- [Problems and tasks]
- 1) Answer these questions about the laser center finder thread:
(a) What price tag did the commercial version carry?
(b) What accuracy does centerquick's video claim?
(c) About how small was the smallest circle Johnwa could get?
- 2) Name every username that heads a post in the laser center finder thread.
- 3) Rewrite the part of the laser center finder thread starting at "I think the" and ending at "YYCHM (Jun 20, 2021)", substituting "loupe" for "magnifying glass".

- [Provided text]
+---+
# Laser center finder



## Johnwa (Jun 20, 2021)

I came across this recently  and thought it was a good idea.  https://www.centerquic.com
The price tag of $168 floored me though so I made one,




Here‘s a picture with the spindle turning.  The naked eye sees it as a complete circle.





The best repeatability I could get was about 0.01” for a center punch mark.  I was consistently within 0.003” when centering between two lines about 1” apart.


----------



## RobinHood (Jun 20, 2021)

Always wondered about the accuracy, now I know. What do you think is the limiting factor? Beam width?


----------



## Johnwa (Jun 20, 2021)

I think the width does have an effect.  The laser I have isn’t focusable  so I couldn’t change that.  I think that was why it was a bit more accurate when centering between two lines as it was easier to tell when the beam just touched the line.  A magnifying glass might have improved it a bit.  It’s also a matter of where you’re looking from.  I had the best results when lined up parallel to an axis.  Also my laser didn’t intersect the axis of the spindle so the smallest circle i could get was about ½” D.  A smaller circle might have improved the center punch test.


----------



## YYCHM (Jun 20, 2021)

I fail to see the principle of this?

I have a laser pointer on my drill press.  Horrible thing, I gave up on it.


----------



## Johnwa (Jun 21, 2021)

@RobinHood centerquick‘s video claims an accuracy of 0.002” so mine isn’t wildly off.
I also found this video of a fairly nice DIY version. He uses a focusable laser from a laser level and says he can get a finer line.   I’m going to have to check the one in my junk box.


----------



## DPittman (Jun 21, 2021)

Nice job.  Yes I thought those gadgets looked useful but terribly over priced too.


----------



## combustable herbage (Jun 21, 2021)
+---+
- [Records for region labeling]
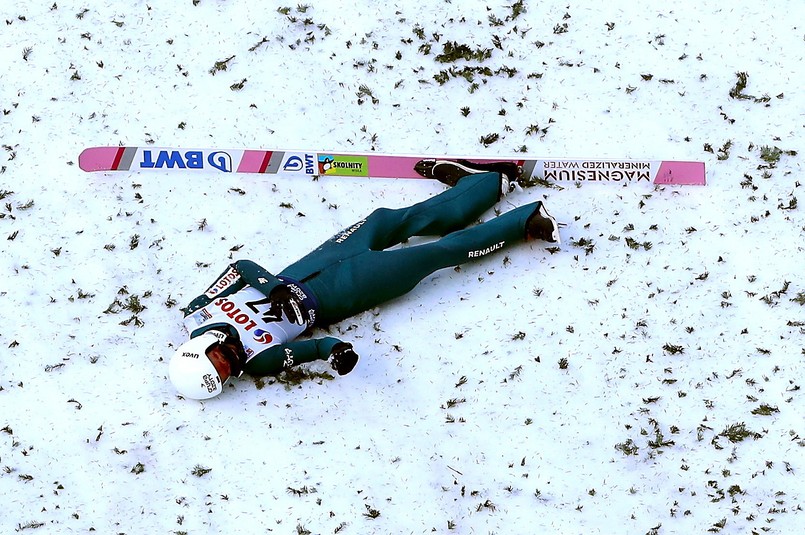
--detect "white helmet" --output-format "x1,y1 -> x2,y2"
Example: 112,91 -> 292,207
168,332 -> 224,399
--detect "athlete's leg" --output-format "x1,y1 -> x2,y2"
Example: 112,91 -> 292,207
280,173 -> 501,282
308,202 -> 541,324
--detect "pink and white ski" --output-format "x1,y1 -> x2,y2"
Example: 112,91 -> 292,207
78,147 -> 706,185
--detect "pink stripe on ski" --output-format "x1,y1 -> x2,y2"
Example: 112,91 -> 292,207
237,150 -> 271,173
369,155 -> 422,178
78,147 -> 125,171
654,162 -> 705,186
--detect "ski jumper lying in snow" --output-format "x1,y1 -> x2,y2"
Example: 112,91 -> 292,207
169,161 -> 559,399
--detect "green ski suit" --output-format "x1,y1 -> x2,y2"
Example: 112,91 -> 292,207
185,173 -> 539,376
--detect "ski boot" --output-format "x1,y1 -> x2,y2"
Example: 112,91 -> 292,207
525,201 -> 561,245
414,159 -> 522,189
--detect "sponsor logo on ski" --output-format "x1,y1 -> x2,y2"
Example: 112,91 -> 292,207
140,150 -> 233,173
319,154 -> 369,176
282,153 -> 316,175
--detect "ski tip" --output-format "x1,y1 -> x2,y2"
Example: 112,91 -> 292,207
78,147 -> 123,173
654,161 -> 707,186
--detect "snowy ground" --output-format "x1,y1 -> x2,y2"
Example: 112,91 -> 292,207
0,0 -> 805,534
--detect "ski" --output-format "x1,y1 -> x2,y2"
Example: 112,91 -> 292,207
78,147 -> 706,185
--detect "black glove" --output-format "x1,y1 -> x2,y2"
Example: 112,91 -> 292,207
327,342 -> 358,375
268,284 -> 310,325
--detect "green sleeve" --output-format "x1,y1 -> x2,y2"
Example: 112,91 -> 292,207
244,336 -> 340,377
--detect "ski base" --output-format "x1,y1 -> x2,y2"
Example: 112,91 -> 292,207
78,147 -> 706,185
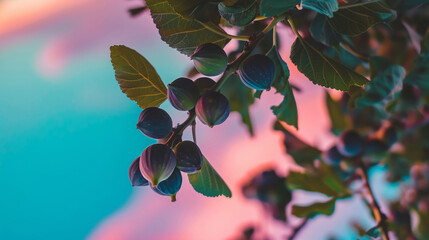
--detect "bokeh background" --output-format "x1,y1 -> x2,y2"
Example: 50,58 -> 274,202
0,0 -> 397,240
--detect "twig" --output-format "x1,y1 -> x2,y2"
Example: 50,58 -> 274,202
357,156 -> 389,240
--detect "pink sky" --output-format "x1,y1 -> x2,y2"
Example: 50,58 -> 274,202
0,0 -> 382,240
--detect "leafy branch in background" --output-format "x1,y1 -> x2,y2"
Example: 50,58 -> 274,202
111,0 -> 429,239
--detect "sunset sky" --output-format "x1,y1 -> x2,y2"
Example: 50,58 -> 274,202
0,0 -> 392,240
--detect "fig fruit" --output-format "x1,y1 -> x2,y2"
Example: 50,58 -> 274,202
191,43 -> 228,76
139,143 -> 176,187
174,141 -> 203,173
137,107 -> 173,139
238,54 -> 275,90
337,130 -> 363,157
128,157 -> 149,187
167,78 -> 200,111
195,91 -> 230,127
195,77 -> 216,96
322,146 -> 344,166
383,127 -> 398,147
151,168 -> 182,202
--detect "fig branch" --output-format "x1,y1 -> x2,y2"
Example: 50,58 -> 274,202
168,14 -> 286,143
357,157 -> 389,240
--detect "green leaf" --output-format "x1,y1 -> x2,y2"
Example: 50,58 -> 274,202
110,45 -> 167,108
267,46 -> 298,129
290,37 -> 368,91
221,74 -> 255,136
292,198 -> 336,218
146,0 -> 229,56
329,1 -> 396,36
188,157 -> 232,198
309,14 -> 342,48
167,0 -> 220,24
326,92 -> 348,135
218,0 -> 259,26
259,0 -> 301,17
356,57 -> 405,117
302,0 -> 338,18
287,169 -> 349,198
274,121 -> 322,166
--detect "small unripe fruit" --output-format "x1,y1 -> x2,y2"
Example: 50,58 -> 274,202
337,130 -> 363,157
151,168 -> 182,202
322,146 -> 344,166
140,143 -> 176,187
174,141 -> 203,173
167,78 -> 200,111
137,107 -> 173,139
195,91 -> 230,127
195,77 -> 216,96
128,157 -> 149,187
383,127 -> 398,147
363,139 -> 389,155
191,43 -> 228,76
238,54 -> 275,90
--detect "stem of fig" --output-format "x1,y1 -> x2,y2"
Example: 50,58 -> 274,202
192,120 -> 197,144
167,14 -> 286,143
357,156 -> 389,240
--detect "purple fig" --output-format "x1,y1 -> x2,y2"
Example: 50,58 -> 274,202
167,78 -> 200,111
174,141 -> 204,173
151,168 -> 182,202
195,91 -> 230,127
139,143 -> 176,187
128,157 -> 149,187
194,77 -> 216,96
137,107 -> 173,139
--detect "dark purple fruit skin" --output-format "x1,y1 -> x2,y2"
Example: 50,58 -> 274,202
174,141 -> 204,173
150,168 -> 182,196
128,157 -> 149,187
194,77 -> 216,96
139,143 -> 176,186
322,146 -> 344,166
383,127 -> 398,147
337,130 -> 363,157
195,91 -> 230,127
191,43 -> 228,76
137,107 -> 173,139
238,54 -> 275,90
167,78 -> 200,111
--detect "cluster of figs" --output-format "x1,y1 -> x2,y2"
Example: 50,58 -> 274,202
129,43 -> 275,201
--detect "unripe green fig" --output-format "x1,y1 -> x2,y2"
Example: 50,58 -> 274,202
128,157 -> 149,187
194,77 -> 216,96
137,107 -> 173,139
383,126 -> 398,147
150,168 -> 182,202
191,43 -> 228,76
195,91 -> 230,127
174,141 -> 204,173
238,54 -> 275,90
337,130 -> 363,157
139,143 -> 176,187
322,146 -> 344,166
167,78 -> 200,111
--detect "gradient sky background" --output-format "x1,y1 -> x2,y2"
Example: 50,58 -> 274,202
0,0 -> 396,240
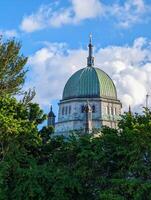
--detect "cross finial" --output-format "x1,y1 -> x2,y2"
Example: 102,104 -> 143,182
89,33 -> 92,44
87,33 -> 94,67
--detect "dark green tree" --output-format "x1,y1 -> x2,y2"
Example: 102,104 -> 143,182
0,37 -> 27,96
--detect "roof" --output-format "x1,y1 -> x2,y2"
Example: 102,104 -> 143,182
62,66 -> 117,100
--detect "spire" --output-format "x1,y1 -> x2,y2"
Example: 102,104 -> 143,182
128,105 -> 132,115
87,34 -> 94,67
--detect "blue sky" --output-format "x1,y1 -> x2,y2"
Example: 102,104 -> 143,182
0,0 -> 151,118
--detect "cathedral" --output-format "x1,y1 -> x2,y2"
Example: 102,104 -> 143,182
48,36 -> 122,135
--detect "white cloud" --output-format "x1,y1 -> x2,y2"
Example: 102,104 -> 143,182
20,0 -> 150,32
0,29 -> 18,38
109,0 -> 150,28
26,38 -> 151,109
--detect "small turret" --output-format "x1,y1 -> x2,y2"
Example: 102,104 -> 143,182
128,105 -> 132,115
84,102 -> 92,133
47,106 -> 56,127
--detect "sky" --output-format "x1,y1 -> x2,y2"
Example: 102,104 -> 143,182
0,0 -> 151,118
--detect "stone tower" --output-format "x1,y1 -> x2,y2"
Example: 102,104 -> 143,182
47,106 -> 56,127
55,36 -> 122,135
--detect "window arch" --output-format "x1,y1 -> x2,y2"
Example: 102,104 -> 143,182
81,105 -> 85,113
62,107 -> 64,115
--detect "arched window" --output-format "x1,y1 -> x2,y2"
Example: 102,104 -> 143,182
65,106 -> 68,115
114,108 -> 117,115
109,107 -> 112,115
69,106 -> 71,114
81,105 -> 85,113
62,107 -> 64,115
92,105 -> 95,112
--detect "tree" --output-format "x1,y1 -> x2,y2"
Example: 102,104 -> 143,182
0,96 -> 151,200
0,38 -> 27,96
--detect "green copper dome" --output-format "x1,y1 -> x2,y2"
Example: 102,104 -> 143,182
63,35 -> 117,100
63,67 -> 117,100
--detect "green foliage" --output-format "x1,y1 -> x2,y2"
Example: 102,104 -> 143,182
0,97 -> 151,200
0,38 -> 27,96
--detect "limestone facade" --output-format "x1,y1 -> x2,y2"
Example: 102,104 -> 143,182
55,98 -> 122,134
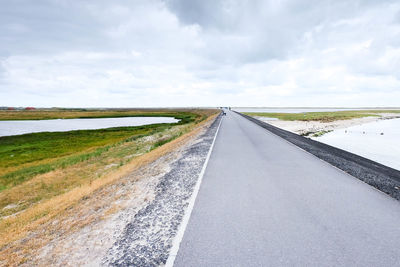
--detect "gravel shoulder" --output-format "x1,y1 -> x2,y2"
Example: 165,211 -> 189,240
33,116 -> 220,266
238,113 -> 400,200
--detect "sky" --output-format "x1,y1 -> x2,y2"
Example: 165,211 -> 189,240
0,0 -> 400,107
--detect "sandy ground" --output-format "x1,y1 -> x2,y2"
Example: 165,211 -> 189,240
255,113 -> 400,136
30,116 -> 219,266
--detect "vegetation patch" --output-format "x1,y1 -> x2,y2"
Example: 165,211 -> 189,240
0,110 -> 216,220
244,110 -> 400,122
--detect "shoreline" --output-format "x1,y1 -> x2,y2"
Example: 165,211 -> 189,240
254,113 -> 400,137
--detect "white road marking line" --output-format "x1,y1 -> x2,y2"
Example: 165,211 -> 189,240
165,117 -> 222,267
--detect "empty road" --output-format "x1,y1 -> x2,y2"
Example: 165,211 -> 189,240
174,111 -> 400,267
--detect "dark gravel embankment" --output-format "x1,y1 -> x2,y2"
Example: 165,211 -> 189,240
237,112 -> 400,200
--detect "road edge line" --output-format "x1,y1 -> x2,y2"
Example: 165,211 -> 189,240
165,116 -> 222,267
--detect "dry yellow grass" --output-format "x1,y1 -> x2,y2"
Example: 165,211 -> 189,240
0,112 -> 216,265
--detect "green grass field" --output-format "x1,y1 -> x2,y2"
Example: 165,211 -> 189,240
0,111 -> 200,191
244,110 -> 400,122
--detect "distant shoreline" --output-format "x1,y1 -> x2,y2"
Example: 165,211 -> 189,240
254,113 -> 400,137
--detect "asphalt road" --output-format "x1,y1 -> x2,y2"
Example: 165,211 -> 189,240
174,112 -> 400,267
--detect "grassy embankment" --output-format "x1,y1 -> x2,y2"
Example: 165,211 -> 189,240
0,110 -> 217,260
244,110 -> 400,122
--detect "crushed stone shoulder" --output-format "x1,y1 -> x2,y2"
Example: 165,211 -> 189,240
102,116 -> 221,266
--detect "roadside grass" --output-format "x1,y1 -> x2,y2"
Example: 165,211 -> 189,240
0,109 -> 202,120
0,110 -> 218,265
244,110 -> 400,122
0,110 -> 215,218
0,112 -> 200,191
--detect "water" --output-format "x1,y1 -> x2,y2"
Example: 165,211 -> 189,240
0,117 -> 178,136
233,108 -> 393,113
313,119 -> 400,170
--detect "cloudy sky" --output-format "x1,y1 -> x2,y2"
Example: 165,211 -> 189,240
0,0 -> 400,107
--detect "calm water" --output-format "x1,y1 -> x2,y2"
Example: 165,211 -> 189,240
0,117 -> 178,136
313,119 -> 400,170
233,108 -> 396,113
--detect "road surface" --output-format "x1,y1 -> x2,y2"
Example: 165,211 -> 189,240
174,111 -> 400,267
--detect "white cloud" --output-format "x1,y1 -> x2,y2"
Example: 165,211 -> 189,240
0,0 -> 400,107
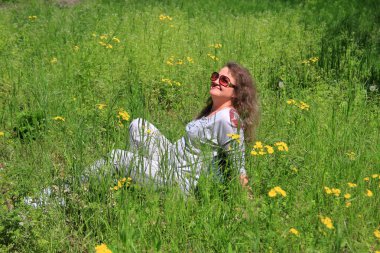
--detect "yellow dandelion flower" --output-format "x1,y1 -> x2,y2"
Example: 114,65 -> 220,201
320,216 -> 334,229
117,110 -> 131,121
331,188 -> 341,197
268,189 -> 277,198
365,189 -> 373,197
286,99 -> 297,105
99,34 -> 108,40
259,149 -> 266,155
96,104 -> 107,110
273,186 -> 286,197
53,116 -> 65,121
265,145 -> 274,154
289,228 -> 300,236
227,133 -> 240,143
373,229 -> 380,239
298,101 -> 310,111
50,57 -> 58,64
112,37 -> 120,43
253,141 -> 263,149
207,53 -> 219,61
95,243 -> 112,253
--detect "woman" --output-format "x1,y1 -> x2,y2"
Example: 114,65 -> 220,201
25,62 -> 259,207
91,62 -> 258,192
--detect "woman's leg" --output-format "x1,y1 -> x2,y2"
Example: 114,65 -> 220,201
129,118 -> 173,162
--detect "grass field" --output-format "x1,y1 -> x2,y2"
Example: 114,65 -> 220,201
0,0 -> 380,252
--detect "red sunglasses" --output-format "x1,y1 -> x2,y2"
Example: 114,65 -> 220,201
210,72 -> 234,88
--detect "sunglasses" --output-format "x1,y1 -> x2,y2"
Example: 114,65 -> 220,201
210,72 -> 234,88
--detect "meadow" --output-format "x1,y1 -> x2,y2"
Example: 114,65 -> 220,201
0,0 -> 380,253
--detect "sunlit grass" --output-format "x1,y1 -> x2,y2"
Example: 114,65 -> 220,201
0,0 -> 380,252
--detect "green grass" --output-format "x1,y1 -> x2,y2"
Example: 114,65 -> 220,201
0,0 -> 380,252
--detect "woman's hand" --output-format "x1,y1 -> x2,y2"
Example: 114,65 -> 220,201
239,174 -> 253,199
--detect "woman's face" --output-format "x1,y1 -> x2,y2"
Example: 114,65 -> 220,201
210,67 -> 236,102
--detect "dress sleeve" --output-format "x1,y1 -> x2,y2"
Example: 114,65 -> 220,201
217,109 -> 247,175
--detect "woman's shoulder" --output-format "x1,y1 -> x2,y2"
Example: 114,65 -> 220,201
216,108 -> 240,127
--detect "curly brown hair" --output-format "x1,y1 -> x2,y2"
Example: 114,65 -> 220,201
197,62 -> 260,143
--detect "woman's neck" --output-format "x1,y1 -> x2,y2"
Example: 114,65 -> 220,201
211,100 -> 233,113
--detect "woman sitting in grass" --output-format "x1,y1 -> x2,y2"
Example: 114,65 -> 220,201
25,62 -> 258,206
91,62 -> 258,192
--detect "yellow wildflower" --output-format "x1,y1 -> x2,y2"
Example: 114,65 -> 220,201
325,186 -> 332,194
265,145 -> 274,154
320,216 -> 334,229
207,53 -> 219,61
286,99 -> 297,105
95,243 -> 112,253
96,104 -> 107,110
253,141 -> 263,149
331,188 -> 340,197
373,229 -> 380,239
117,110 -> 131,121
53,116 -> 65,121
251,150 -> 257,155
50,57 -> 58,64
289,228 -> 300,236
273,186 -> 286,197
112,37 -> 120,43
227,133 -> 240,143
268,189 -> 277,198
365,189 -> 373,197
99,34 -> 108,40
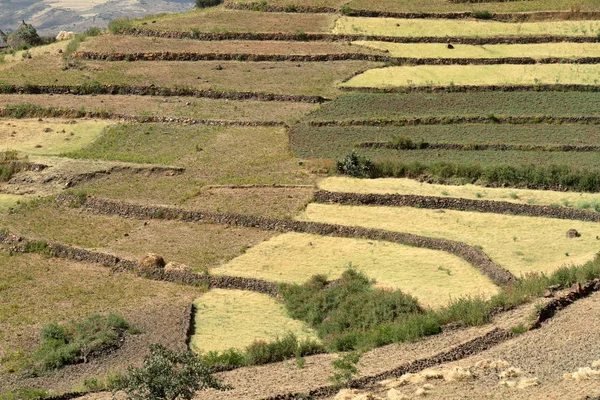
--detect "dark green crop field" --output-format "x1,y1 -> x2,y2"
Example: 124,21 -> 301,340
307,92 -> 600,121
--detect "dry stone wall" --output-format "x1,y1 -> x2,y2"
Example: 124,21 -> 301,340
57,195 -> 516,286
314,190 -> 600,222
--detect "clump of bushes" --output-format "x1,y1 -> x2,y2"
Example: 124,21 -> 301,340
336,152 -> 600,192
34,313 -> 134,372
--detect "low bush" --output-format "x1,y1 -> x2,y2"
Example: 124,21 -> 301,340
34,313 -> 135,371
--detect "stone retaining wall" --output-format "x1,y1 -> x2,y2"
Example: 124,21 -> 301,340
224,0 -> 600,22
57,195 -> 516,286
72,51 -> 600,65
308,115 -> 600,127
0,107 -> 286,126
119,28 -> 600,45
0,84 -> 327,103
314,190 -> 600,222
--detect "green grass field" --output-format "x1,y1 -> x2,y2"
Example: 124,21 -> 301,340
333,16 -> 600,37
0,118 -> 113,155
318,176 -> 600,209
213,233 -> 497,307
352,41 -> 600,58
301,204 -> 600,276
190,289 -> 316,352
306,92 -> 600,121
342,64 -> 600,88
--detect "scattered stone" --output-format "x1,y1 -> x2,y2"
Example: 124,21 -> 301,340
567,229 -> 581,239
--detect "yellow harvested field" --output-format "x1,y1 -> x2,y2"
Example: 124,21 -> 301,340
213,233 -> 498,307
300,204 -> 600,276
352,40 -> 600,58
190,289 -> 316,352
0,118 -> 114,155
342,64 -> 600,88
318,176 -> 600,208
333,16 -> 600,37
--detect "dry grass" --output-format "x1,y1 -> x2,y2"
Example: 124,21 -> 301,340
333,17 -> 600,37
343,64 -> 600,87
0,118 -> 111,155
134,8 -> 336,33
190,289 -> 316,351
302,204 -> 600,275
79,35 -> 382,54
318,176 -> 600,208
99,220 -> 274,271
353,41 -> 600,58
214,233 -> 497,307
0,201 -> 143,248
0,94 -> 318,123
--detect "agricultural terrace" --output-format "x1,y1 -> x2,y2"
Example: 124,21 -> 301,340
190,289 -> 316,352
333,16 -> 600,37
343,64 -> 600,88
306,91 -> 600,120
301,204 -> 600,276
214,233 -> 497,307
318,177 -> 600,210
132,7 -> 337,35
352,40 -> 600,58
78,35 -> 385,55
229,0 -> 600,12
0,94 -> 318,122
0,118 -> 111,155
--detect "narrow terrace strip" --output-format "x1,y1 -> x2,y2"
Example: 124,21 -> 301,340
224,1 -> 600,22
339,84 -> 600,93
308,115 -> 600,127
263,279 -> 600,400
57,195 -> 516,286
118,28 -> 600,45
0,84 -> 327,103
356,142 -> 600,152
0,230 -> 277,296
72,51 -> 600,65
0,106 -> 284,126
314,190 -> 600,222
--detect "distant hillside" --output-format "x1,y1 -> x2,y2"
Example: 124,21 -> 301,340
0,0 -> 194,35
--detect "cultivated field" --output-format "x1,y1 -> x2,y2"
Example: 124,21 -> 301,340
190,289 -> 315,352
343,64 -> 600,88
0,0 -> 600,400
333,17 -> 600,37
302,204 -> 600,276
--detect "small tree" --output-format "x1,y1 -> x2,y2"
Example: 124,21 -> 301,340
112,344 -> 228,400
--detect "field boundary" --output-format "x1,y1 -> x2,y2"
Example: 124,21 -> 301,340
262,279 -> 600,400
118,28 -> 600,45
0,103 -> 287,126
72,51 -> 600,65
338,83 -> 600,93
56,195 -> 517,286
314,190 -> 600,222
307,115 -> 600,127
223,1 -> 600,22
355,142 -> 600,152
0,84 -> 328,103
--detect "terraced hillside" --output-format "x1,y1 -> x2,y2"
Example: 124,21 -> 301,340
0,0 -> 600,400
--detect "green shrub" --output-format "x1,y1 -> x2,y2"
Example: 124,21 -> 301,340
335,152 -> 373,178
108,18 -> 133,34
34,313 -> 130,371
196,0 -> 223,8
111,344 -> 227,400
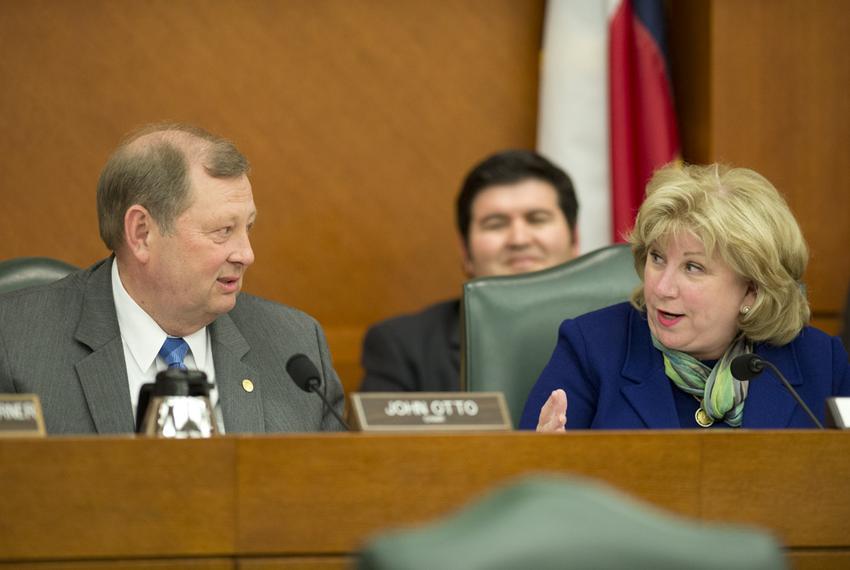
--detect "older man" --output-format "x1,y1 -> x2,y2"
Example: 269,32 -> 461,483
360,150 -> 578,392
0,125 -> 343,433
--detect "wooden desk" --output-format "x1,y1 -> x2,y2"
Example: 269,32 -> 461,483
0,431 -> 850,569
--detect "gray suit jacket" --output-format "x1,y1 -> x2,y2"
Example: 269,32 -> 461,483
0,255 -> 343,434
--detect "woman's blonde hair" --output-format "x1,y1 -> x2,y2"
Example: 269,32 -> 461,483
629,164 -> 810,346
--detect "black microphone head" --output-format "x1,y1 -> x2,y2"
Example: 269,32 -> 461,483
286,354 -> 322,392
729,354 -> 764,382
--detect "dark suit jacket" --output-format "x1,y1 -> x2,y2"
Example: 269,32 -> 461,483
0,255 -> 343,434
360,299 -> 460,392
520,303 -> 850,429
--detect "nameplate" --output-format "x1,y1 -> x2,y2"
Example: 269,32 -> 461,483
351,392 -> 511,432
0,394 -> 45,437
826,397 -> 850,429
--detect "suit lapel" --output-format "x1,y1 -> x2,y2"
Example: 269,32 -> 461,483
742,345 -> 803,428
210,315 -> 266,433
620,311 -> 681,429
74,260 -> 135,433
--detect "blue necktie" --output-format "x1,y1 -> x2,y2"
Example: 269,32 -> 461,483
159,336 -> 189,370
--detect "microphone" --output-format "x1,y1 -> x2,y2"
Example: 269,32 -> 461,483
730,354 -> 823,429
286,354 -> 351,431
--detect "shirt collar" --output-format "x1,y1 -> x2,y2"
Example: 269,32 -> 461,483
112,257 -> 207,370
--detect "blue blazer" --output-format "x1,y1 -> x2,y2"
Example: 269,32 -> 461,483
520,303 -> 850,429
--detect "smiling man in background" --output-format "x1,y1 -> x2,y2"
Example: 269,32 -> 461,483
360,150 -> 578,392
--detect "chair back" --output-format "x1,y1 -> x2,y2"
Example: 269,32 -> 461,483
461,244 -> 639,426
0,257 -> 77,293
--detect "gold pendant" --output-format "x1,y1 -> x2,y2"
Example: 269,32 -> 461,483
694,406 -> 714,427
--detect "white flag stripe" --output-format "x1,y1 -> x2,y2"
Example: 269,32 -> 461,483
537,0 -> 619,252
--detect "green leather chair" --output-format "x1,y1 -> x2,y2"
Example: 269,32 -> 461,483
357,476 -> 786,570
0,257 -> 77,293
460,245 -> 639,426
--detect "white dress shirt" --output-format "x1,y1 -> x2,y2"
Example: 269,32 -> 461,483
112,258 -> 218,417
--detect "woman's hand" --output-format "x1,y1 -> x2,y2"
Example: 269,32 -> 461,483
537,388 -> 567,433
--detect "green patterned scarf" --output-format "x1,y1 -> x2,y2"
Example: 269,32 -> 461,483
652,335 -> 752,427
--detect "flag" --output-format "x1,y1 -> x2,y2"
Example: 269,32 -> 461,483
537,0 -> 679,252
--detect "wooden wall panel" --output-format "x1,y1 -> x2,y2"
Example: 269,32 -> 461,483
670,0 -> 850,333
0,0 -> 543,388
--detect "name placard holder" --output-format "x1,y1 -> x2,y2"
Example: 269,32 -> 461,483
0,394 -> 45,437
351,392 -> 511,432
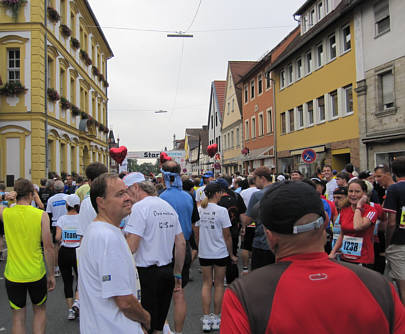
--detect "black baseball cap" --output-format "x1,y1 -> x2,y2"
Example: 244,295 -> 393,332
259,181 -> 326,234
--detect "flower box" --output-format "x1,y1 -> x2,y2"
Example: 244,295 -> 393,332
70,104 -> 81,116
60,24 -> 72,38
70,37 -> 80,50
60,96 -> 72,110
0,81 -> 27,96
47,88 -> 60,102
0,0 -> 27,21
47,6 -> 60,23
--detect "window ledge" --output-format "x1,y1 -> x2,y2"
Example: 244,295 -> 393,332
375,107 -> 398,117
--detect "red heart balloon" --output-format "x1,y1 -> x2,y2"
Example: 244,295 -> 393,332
+---+
- [Complete answers]
- 1)
(a) $168
(b) 0.002”
(c) About ½” D

- 2) Johnwa, RobinHood, YYCHM, DPittman, combustable herbage

- 3)
I think the width does have an effect.  The laser I have isn’t focusable  so I couldn’t change that.  I think that was why it was a bit more accurate when centering between two lines as it was easier to tell when the beam just touched the line.  A loupe might have improved it a bit.  It’s also a matter of where you’re looking from.  I had the best results when lined up parallel to an axis.  Also my laser didn’t intersect the axis of the spindle so the smallest circle i could get was about ½” D.  A smaller circle might have improved the center punch test.


----------



## YYCHM (Jun 20, 2021)